● **PROVIDED PASSAGE**:
□ □ □ □

In William Faulkner: The Making of a Modernist, Daniel J. Singal, a professor of history at Hobart and William Smith Colleges, remarks that “intellectual historians have almost invariably steered clear” of Faulkner with the effect that “one subject remains largely unexplored—the structure and nature of his thought.”1 This will come as a surprise to Faulkner’s bibliographers, who are inundated each year with fresh historical, critical, textual, and biographical studies galore. Faulkner is very probably the most extensively analyzed and most frequently criticized of American writers. Practically every scrap of his literary expression has been subjected to repeated interpretation. But it is the case that most of the criticism of Faulkner has been produced by students of literature rather than of history. The boundary of these disciplines having been blurred, however, novels are now, for better or worse, the historian’s domain and history the literary critic’s. Mr. Singal therefore intends to relate Faulkner’s work “to the cultural and intellectual discourse of the era”—a project that necessarily involves, I should imagine, the novelist’s relationship to the modernist movement in all its salient forms.

In offering to trace this relationship, Mr. Singal provides an introductory chapter defining the cultural and intellectual temper of the Victorian era. He then turns to the era of aesthetic modernism and defines its typical characteristics, as abstracted from some of the major modernist works of the early twentieth century. The balance of the book is a series of chapters devoted to Faulkner himself: his family origins in Oxford, Mississippi—particularly the importance of his great-grandfather, Colonel W. C. Falkner, author of The White Rose of Memphis and an embodiment of the flamboyant “Cavalier” sensibility of the old South; Faulkner’s World War I experience and its aftermath; the fin-de-siècle character of his literary apprenticeship; his eventual discovery of “Yoknapatawpha County” as an adequate field of fictional invention, a discovery brilliantly justified in that modernist masterwork The Sound and the Fury (1929); his rejection of the Cavalier myth, or the illusion of a Southern aristocracy, as he struggled to achieve a “modernist identity,” a struggle that culminated in the pivotal work Light in August (1932); the growing mastery of Faulkner’s historical understanding, as it was reflected in Absalom, Absalom! (1936); and Faulkner’s slow artistic decline, beginning with Go Down, Moses (1942), culminating in his death in 1962.

I confess at the outset to a particular liking for cultural history, for criticism that relates an author to the intellectual and artistic tendencies of his age. Literary study is now so disfigured by polysyllabic gobbledygook, so taken up with ideological posturing and with the arcane theories of unreadable Continentals, that it is a pleasure to follow the discussion of a matter-of-fact historian who admires Faulkner and wants to make plain why we ought to admire him, too.

Mr. Singal’s analysis, which has a number of fine paragraphs, concludes that Faulkner was no racist but a deeply sensitive white who felt a personal and familial burden of guilt over slavery and projected in black characters such as Dilsey, Joe Christmas, and Lucas Beauchamp a complexity of motive and an intuitive understanding as well as a strength of will not merely admirable but heroic in an especially modern sense. Singal’s account of Faulkner’s several heroines also absolves the novelist from the charge, so often found in lightweight feminist criticism, that Faulkner is somehow a male chauvinist who subordinated or even degraded women—a charge that arises from erroneously identifying the novelist with some of his most misogynistic characters.

□ □ □ □

● **WHAT YOU ARE ASKED TO DO**:
Please answer these questions about the Faulkner book review above:
1. At which colleges is Daniel J. Singal a professor of history?
2. Which novel does the review name as the culmination of Faulkner's struggle to achieve a "modernist identity"?
3. With which book does the review say Faulkner's slow artistic decline began?

● **STORED DATA**:
□ □ □ □

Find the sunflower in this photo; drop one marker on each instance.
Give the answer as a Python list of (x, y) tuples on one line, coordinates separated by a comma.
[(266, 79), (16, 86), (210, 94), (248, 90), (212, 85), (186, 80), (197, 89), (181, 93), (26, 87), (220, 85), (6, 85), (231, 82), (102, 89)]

□ □ □ □

● **RESULT FOR THIS TASK**:
1. Hobart and William Smith Colleges
2. Light in August (1932)
3. Go Down, Moses (1942)